» **Coordinate annotation data**
-------------------------
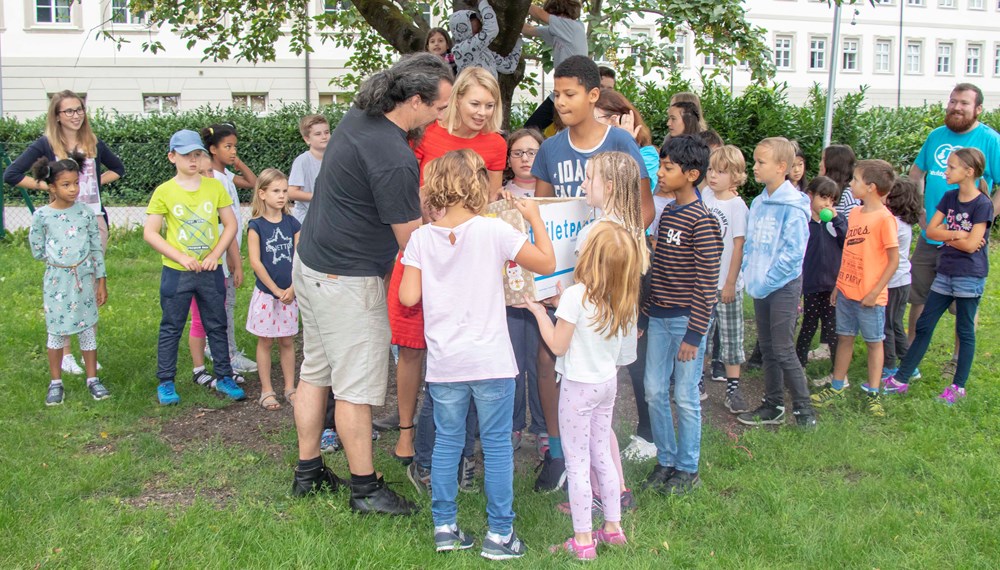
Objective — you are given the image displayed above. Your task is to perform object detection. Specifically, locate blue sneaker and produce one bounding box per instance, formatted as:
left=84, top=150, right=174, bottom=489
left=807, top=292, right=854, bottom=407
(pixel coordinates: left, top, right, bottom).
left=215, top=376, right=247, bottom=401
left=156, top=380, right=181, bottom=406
-------------------------
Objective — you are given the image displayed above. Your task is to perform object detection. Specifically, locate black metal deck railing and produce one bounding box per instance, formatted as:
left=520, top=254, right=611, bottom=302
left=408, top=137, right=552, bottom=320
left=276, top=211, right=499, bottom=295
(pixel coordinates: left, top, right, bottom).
-------------------------
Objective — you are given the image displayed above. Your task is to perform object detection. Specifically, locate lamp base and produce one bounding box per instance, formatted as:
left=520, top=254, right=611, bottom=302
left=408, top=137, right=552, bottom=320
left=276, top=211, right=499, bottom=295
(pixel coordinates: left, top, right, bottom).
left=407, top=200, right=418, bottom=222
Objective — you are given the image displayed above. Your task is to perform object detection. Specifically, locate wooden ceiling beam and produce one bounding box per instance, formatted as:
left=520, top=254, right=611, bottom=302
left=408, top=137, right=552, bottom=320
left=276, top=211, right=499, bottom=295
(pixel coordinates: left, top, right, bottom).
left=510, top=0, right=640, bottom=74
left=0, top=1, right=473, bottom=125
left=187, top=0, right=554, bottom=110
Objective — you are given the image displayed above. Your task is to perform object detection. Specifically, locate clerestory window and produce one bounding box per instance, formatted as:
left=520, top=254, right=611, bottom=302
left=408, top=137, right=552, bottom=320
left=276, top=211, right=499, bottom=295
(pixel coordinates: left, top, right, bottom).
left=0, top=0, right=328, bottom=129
-------------------------
» **Do this**
Format the data beginning at the line that contains "Specifically, locate blue" and stopping after the line that contains "left=156, top=380, right=181, bottom=406" as a two-column CSV with the columns instruction and answer. Give one row for each instruction, and place each field in double quotes with its line breaks replaced by spaces.

» **Finished task**
instruction,answer
"Objective — you are given the image displayed above. Your task is to perform object detection. Specifically, locate blue sneaker and produce one bounding box per instance, formatted as: left=84, top=150, right=174, bottom=489 left=807, top=292, right=854, bottom=407 (pixel coordinates: left, top, right, bottom).","left=215, top=376, right=247, bottom=401 left=156, top=380, right=181, bottom=406"